:: Brief ::
The output is the lines below from the one with "For every instance of the gift" through the one with "For every instance of the wooden", both included, printed exactly and with no other line.

:: Supplied material ::
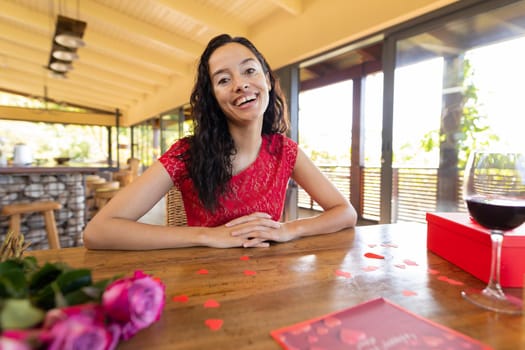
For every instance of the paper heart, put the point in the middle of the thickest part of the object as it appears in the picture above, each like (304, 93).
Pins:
(300, 329)
(370, 268)
(321, 330)
(351, 336)
(331, 322)
(312, 339)
(180, 298)
(343, 273)
(214, 323)
(410, 262)
(432, 341)
(211, 303)
(374, 256)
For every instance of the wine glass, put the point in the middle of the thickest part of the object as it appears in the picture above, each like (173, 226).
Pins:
(494, 192)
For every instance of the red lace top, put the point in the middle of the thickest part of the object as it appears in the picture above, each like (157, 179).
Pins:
(259, 188)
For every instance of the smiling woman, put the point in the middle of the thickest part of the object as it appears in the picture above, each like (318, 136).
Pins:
(232, 172)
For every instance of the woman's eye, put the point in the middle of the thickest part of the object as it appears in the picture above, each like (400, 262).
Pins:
(222, 81)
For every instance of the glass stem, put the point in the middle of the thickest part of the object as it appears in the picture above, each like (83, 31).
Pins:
(494, 288)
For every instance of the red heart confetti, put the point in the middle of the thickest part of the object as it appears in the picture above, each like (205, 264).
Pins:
(321, 330)
(410, 262)
(214, 323)
(180, 298)
(211, 303)
(312, 339)
(370, 268)
(351, 336)
(374, 256)
(389, 245)
(343, 273)
(450, 281)
(331, 322)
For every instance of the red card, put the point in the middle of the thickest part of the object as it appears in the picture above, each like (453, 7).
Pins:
(370, 325)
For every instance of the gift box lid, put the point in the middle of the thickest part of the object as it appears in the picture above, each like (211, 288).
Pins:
(458, 221)
(460, 240)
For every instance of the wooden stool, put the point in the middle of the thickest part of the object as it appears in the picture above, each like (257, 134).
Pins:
(45, 207)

:: Solution below ::
For every instance of the gift box lid, put the point in the middle of the thickest part of the object as it appears in the picture above, each like (211, 288).
Pins:
(458, 221)
(460, 240)
For every instance of the wooden stool, put the point in the middle of the thickest part of the object as it appears in the picture above, each like (257, 134).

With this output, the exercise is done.